Requirement 1: According to the Jonah Kapena profile, which constitution did Kapena help draft?
Requirement 2: Summarize the Jonah Kapena profile in two sentences.
Requirement 3: Using the Jonah Kapena profile, decide whether each statement agrees with it, answering yes or no and quoting the words that settle it: (a) Kapena's resting place is Kawaiahaʻo Church. (b) Kapena studied at Lahainaluna Seminary. (c) Kapena sat in the House of Nobles only in 1845.
___ Text segment ___
Assistant Judge of the Supreme Court of Hawaii
- In office May 10, 1842 – 1848

Member of the Kingdom of Hawaii House of Nobles
- In office 1845, 1850–1866

Personal details
- Died: March 12, 1868 Honolulu, Hawaii
- Resting place: Kawaiahaʻo Church
- Spouse: Kahilipulu
- Children: John Mākini Kapena (hānai)
- Alma mater: Lahainaluna Seminary
- Occupation: Royal Secretary, Judge, Civil Servant, Editor

= Jonah Kapena =

Hawaiian judge (died 1868)

Jonah Kapena (died March 12, 1868), also spelled Iona Kapena, was a royal advisor and statesman in the Kingdom of Hawaii who helped draft the 1840 Constitution of the Kingdom of Hawaii. In addition to his legislative career as a member of the House of Nobles, he also served as a judge and became an assistant judge of Hawaii's first Supreme Court.
___ Study material ___
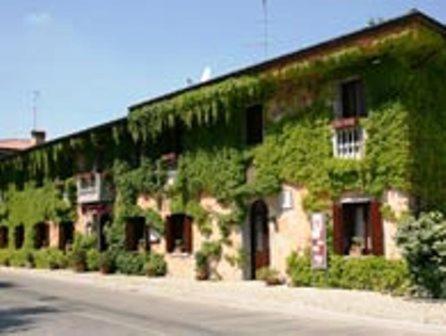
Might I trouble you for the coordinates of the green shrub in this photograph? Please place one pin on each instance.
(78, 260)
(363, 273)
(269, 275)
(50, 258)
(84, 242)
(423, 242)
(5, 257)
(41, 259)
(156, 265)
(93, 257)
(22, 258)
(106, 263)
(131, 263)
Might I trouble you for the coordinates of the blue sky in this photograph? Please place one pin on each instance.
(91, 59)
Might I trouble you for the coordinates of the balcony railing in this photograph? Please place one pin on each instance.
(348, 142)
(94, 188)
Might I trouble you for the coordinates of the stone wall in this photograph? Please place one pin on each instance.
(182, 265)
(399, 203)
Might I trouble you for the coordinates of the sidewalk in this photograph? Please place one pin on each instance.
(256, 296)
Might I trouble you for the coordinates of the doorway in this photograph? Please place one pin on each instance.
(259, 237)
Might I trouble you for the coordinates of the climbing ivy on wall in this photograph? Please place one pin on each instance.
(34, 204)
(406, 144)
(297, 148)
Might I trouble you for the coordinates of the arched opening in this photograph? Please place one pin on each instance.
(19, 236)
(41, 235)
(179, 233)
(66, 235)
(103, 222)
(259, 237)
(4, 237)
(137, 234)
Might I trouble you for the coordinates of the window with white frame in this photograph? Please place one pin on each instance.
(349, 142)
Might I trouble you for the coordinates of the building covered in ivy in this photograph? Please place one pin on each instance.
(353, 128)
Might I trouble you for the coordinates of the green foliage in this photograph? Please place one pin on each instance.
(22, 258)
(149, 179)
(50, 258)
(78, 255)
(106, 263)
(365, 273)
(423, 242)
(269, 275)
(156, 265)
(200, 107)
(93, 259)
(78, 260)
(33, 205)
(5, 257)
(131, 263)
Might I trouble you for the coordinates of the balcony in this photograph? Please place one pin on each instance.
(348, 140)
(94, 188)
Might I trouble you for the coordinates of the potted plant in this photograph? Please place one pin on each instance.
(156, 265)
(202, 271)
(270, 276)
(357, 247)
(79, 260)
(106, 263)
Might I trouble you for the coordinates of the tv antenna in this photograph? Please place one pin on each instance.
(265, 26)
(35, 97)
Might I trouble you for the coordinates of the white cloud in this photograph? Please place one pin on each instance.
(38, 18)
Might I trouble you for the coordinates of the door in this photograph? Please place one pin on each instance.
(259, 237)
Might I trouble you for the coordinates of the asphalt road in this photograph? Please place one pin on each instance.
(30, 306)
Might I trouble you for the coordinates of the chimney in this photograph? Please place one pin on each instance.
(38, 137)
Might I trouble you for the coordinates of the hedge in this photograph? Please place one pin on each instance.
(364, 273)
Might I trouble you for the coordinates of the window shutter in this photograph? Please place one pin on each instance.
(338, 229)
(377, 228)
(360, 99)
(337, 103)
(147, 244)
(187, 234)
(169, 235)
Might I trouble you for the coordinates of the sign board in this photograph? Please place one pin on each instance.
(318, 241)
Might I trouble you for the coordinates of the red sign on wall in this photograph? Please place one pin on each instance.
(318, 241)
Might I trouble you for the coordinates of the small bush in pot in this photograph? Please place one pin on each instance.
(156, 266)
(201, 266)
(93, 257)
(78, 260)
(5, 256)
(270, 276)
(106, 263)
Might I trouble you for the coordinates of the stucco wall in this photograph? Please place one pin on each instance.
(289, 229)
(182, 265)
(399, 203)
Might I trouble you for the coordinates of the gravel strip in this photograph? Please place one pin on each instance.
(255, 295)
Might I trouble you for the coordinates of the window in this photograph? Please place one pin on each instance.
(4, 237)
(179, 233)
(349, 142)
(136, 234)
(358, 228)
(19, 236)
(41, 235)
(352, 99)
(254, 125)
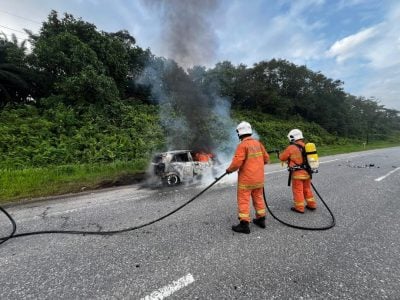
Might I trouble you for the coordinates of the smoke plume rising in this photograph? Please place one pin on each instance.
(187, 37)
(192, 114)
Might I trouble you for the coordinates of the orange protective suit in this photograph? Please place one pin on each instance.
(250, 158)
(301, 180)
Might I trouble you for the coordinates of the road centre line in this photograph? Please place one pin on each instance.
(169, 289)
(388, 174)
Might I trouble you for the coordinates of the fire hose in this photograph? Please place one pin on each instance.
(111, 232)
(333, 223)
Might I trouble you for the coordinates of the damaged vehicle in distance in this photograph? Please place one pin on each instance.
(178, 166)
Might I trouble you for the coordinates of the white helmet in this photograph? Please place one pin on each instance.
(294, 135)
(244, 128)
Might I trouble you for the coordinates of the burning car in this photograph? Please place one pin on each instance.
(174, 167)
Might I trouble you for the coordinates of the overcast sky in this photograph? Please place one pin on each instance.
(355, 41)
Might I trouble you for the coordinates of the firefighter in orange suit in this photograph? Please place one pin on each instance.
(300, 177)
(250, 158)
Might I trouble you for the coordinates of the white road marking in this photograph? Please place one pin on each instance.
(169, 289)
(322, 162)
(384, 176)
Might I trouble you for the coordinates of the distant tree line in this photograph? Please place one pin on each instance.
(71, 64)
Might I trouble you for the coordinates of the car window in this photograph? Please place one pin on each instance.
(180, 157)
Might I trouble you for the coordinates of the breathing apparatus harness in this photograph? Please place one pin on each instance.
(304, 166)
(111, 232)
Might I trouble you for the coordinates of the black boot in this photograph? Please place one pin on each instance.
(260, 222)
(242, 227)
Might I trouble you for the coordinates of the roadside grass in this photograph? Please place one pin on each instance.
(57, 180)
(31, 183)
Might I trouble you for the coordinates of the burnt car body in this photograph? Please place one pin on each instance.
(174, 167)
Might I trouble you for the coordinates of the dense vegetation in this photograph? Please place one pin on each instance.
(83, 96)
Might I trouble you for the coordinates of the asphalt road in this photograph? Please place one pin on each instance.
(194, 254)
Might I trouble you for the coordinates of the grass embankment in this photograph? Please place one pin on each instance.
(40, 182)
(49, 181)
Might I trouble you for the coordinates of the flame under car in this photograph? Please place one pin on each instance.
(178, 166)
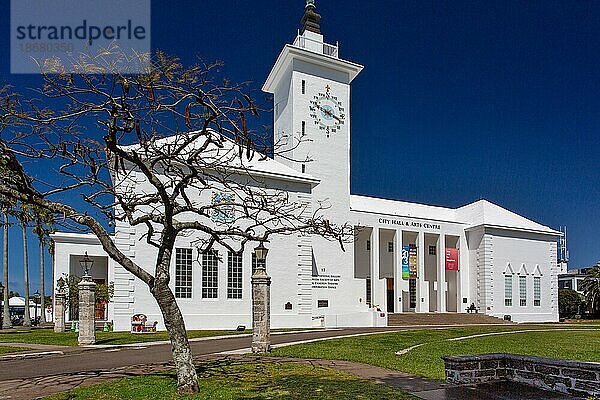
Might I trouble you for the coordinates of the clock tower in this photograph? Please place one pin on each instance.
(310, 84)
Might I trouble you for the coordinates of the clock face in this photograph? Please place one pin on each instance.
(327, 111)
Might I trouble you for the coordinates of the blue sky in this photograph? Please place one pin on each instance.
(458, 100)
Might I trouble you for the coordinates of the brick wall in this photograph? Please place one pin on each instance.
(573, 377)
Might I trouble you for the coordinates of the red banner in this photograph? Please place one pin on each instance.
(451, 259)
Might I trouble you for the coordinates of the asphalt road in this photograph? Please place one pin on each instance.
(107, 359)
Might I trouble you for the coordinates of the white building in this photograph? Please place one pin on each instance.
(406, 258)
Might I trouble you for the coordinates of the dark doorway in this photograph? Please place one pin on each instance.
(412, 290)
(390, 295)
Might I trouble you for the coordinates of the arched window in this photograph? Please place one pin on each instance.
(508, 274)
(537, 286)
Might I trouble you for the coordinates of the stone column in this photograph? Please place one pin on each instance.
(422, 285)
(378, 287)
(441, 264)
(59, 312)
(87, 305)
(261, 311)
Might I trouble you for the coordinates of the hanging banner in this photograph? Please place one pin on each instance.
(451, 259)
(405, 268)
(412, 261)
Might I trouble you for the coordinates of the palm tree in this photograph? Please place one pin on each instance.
___
Written response 1: The 1840 Constitution of the Kingdom of Hawaii.

Written response 2: Jonah Kapena, also spelled Iona Kapena, was a royal advisor and statesman in the Kingdom of Hawaii who helped draft its 1840 Constitution and died on March 12, 1868. Besides serving in the House of Nobles, he worked as a judge and became an assistant judge of Hawaii's first Supreme Court.

Written response 3:
(a) Yes: "Resting place: Kawaiahaʻo Church"
(b) Yes: "Alma mater: Lahainaluna Seminary"
(c) No: "In office 1845, 1850–1866"